Point annotation dataset records
'''

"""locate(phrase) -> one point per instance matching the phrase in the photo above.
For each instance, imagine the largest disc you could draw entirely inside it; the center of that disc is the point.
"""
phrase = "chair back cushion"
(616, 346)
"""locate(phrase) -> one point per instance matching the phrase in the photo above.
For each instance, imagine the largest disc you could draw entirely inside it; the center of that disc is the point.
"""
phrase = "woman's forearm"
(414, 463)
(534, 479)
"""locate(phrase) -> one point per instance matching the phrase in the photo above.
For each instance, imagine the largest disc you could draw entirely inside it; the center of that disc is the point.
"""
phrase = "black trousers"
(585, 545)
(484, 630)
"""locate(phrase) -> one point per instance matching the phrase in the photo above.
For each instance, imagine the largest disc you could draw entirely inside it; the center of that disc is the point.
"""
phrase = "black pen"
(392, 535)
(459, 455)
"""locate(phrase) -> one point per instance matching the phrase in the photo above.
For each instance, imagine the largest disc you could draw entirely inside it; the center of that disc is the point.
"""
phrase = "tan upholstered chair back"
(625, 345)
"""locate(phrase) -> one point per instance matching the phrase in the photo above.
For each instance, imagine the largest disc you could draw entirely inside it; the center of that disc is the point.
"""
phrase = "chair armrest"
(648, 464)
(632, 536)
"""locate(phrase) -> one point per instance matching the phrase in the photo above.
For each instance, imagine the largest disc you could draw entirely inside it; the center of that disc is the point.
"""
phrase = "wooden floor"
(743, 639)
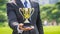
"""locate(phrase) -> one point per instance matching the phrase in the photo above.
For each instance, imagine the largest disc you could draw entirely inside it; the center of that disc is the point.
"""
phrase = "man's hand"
(21, 27)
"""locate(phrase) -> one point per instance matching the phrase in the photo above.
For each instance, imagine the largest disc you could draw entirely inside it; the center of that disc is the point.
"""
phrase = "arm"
(39, 22)
(13, 23)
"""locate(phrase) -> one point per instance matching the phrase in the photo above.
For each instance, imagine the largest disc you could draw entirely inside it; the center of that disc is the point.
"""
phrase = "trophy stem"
(26, 21)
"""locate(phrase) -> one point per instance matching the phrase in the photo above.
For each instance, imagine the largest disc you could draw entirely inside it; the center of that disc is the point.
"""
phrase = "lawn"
(47, 30)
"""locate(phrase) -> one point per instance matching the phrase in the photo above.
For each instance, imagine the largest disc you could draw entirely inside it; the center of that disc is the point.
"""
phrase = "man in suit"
(16, 20)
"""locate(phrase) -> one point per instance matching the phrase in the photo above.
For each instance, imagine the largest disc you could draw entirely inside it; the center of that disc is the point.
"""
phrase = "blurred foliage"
(3, 15)
(51, 12)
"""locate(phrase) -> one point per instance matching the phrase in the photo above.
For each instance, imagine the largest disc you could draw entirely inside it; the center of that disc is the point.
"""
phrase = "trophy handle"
(32, 9)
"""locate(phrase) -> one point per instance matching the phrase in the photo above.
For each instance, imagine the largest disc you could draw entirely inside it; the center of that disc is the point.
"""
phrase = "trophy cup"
(27, 13)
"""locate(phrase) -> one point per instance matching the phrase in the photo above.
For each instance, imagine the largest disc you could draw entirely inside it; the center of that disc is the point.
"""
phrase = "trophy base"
(28, 25)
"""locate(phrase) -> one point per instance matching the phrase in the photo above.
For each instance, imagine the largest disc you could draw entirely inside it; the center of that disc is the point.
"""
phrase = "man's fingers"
(21, 25)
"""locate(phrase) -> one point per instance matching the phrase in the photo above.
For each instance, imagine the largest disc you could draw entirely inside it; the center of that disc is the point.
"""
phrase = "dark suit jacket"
(14, 17)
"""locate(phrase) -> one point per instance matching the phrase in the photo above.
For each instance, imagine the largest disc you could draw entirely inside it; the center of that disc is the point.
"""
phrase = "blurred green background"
(49, 13)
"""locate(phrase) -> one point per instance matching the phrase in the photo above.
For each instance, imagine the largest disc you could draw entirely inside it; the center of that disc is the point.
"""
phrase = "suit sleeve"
(39, 22)
(13, 23)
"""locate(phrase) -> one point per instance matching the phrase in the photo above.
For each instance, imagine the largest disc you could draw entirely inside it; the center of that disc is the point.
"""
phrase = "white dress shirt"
(28, 6)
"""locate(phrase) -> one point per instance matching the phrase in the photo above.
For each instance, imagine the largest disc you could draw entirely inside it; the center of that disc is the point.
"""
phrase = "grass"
(47, 30)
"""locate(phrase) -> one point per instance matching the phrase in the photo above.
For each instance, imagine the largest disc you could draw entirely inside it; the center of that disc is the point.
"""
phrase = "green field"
(47, 30)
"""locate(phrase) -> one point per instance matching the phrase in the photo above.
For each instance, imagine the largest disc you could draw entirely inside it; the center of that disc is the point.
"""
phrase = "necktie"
(25, 3)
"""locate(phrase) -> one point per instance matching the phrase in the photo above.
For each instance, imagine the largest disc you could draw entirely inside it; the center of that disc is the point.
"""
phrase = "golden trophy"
(27, 13)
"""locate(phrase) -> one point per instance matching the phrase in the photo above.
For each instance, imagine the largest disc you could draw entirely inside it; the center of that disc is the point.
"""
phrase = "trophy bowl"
(27, 13)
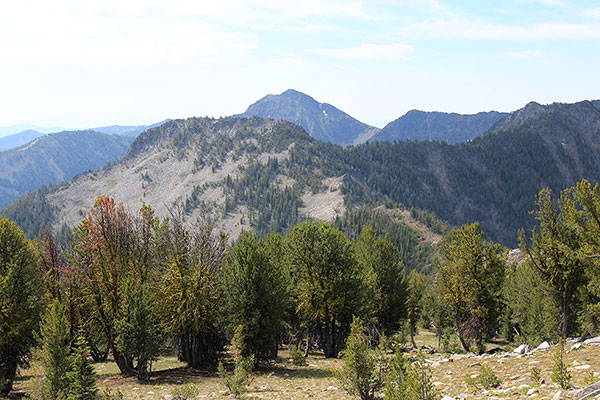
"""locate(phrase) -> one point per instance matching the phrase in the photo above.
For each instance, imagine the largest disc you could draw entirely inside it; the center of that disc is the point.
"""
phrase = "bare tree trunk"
(8, 370)
(124, 365)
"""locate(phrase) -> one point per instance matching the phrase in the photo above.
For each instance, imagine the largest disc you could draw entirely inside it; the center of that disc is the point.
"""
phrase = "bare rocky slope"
(321, 120)
(55, 158)
(268, 175)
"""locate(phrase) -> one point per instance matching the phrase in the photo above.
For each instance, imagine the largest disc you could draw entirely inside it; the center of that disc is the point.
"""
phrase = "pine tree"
(81, 377)
(470, 277)
(554, 252)
(255, 296)
(326, 285)
(383, 275)
(237, 383)
(419, 382)
(560, 374)
(417, 283)
(55, 351)
(138, 336)
(362, 372)
(20, 301)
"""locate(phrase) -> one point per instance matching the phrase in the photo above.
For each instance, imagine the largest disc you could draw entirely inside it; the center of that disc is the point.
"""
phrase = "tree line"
(135, 285)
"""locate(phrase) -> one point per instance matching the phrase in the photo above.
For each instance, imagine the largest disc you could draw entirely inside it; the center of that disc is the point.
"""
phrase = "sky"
(78, 64)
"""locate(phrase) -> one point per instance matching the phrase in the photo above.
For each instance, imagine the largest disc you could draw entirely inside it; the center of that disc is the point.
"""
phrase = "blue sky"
(79, 64)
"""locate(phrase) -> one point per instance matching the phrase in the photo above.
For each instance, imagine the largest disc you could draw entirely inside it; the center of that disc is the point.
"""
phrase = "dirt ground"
(283, 380)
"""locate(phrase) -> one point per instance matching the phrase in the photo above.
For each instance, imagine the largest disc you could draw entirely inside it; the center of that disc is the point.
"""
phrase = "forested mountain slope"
(438, 126)
(126, 130)
(268, 175)
(494, 178)
(321, 120)
(18, 139)
(55, 158)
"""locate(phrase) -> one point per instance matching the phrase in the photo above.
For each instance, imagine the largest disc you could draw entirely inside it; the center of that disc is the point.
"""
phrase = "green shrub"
(54, 354)
(81, 378)
(419, 381)
(298, 356)
(185, 392)
(362, 372)
(237, 383)
(536, 375)
(560, 375)
(450, 342)
(486, 379)
(108, 394)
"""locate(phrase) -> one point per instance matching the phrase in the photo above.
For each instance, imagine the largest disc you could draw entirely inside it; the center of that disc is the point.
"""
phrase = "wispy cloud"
(525, 54)
(368, 51)
(471, 29)
(555, 3)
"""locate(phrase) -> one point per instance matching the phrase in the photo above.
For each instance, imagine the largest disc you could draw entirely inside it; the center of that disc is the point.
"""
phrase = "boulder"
(560, 395)
(576, 346)
(543, 346)
(592, 341)
(587, 392)
(522, 349)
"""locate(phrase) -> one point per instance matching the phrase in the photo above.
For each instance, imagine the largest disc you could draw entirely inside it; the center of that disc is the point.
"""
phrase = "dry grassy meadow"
(317, 380)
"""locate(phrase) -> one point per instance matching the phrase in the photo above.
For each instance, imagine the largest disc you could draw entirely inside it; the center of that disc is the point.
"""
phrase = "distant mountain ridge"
(438, 126)
(127, 130)
(320, 120)
(18, 139)
(54, 158)
(11, 130)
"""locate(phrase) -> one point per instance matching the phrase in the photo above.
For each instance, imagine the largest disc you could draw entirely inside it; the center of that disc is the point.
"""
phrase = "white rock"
(522, 349)
(576, 346)
(558, 395)
(543, 346)
(523, 387)
(582, 367)
(593, 341)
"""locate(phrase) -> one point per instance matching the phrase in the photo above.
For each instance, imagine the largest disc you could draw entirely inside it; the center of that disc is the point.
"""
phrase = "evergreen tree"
(532, 305)
(55, 351)
(138, 336)
(417, 284)
(383, 275)
(554, 251)
(241, 378)
(20, 301)
(327, 288)
(255, 296)
(81, 378)
(470, 277)
(189, 294)
(363, 369)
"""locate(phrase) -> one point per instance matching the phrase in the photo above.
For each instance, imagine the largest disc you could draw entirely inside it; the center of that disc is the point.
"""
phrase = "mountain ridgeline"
(54, 158)
(267, 175)
(438, 126)
(321, 120)
(19, 139)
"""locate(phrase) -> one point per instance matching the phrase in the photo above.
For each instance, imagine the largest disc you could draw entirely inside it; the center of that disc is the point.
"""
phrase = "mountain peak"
(320, 120)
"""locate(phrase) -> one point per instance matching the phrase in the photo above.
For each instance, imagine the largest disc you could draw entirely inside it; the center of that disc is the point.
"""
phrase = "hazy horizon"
(77, 65)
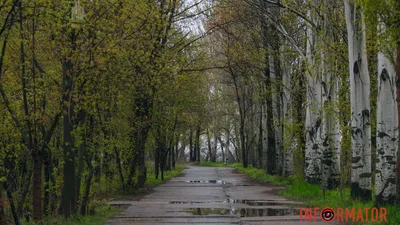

'''

Stated task
How many lines in the records above contain the word "trophy"? Give only the number.

Answer to the exercise
6